(Passage to read):
——

After the squad of nurses and doctor left the room. I sat on her bed cradling all 85 pounds of her in my arms. She broke down, sobbing for the first time in the weeks that we had been in the hospital together every day. She begged me to drop her off at the nursing home. She felt so terrible that she was a burden to her family. That she was a burden to her husband. That she had treated him so badly and that he was unabashedly in her corner every damn day of their 25 years of marriage.
And then with those larger than life brown eyes she looked me square in the eye and asked me what happened. WHY ME?
When you’ve woken up from a coma in the ICU, when you can no longer read, when you can’t make your affected side pick up a fork properly. When your liquids are thickened and you calories calculated for you. When you are utterly dependent on your medical team and infrastructure no one really wants to say to your face what happened and why this is your reality.
I said, “You died. We thought you were gone. And over MY dead body will you go to the Andbe home.”
She died 6 months later. I didn’t rush across the state the second time that she was on life support. I simply couldn’t see her like that again and I knew she wouldn’t come out of the ICU alive for another time.
My grandmothers funeral was on her 60th birthday. You have parents older than that. She missed the birth of her first great granddaughter, watching me graduate from college and years later knowing her final grand baby. She missed retirement with the best man that any woman would be so lucky to have. She missed so much of what could have been the most beautiful chapters of her life.
But hey, “Everything is going to kill you and we’re all going to die”. Aren’t we.
So, that’s why I’m pissed off when the people that I love sabotage their well being. That’s also why I’m no longer bashful about it. Prepare to be the recipient of my pleads, the bombardment of my arguments and the unleashing of a whole rash of shit that I will give you. I’m not sorry.
I didn’t want to be the asshole who argued every point with my grandma. I wanted nothing more than her approval. Her love. I was too young to call it enabling but I didn’t try hard enough to persuade her to quit, not just smoking but the general daily assault to her own body. I will always regret that.

——

(Excerpted records):
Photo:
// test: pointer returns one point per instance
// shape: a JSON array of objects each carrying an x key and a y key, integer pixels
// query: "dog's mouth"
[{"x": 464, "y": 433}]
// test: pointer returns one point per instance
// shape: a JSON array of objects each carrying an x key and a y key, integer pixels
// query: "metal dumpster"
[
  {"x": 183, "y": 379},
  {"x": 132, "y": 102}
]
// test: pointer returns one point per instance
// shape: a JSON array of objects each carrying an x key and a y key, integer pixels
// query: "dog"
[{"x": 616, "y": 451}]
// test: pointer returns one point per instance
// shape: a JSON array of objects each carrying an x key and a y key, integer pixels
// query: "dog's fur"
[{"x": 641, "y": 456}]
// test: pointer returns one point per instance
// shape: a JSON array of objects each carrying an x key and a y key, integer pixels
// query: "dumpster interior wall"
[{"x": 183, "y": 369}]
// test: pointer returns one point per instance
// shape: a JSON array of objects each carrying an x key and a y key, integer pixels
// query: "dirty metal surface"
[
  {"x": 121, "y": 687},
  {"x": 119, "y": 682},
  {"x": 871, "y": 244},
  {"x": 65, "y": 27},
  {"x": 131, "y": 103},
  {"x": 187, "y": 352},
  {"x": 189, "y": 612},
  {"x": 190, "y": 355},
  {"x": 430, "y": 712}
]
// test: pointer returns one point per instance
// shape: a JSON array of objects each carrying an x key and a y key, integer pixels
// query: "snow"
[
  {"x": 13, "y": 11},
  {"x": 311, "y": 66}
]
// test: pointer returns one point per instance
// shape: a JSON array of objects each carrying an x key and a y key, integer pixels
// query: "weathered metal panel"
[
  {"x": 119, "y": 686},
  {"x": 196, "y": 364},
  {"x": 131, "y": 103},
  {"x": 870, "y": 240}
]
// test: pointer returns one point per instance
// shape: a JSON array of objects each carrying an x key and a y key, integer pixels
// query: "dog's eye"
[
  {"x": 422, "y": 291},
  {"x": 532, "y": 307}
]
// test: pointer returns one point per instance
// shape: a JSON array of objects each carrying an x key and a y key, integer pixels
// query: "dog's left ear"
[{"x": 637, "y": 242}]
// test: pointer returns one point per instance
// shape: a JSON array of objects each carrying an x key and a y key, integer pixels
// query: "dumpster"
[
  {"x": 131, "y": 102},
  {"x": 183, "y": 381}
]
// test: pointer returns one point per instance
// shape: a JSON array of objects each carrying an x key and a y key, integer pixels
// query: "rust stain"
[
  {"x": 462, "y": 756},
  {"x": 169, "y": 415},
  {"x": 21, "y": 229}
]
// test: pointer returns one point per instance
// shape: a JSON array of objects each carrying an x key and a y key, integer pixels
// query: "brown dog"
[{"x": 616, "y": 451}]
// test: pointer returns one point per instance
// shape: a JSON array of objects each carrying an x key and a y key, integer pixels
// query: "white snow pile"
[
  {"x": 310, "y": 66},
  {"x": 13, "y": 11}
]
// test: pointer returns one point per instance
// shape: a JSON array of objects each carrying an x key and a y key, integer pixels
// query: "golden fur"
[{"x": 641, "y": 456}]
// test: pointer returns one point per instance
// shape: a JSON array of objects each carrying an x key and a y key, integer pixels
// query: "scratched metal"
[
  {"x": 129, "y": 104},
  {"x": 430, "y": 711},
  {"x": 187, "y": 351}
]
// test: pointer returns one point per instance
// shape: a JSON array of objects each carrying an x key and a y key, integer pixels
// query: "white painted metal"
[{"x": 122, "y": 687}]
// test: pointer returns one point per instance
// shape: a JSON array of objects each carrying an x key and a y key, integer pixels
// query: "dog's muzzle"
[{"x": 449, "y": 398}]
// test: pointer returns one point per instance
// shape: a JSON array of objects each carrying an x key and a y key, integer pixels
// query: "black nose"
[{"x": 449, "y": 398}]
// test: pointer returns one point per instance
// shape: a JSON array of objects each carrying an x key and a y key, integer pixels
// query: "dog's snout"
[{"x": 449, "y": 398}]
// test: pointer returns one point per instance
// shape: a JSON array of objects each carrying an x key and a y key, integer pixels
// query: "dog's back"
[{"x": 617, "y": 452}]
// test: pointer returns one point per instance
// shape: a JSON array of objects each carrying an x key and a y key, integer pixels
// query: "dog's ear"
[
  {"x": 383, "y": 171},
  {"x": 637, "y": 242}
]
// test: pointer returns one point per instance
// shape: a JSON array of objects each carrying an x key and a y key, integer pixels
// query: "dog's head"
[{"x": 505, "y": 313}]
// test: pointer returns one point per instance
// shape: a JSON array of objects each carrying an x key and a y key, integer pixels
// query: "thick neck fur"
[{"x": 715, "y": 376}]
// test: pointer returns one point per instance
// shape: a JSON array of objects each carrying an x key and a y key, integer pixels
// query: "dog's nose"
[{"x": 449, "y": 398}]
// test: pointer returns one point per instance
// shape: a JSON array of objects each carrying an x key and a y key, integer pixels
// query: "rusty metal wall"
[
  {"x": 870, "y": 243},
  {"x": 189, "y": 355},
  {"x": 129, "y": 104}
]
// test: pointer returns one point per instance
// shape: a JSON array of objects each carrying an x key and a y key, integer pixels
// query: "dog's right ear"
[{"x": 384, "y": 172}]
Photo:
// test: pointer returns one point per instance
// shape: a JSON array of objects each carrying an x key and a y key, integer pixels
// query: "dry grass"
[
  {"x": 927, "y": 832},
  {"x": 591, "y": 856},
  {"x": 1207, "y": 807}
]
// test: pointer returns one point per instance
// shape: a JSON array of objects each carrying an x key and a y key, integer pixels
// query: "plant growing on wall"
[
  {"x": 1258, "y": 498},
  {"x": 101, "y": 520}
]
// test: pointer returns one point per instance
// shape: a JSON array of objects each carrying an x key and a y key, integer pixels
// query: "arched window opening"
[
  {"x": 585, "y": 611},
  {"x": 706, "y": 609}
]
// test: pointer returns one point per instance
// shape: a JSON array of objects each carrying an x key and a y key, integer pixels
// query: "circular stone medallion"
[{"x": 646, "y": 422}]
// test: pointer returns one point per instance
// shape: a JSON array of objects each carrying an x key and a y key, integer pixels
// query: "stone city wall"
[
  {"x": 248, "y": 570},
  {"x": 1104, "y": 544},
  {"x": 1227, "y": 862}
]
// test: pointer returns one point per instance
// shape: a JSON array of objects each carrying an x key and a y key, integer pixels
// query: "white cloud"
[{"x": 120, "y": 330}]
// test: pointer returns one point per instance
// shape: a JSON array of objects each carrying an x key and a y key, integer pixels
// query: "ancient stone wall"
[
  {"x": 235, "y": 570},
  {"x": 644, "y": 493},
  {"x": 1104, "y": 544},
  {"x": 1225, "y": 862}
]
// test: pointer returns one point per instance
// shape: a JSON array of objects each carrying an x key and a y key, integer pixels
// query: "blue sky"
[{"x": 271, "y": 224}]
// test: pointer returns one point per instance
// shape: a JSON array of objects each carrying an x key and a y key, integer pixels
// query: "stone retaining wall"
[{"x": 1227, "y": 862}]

——

(Required action A):
Return the stretch of the essay about the grandmother from "And then with" through "is your reality.", copied word for word.
(Required action B):
Write the next part of the essay about the grandmother, starting after its final sentence.
None of the rows is needed for this work.

(Answer A):
And then with those larger than life brown eyes she looked me square in the eye and asked me what happened. WHY ME?
When you’ve woken up from a coma in the ICU, when you can no longer read, when you can’t make your affected side pick up a fork properly. When your liquids are thickened and you calories calculated for you. When you are utterly dependent on your medical team and infrastructure no one really wants to say to your face what happened and why this is your reality.

(Answer B):
When I lash out at you about your poor life style choices it might not always seem like it’s from a place of love. But trust, it is. It may be selfish, I don’t want to watch one more person leave this earth with their claws dug in asking themselves why? But, I also think that you deserve better. Here are the things that I want for you to consider:
-Be happy that you have good health to destroy. Millions of people in this country and billions across this planet are were born with any one of thousands of conditions or are at the mercy of diseases that they had nothing to do with acquiring. It feels unfair for you to throw away a perfectly able body, more than that, our bodies are an amazing orchestration of function and tenacity. Stop fucking up a
good brilliantly designed thing.
-Be considerate of your future self. You may not always be a twenty-something hell bent on being the life of the party at all times and at all costs. Some day you may decide that you want to run marathons. You may decide to have children in your forties and not live to see them graduate high school, or shit, preschool. You may have a loved one, maybe even your own child or your mother who needs an organ transplant and you’re not eligible to give them one because of the damage that you have done to your self. You may get cancer and have to experience the hell of chemo therapy. You may get COPD and not be able to walk a few steps without loosing your breath. Your life may depend on an arsenal of medications that you have to take every day to keep your heart from stopping. You may deeply regret all of the years of living like, “Everything is going to kill you, so fuck it”.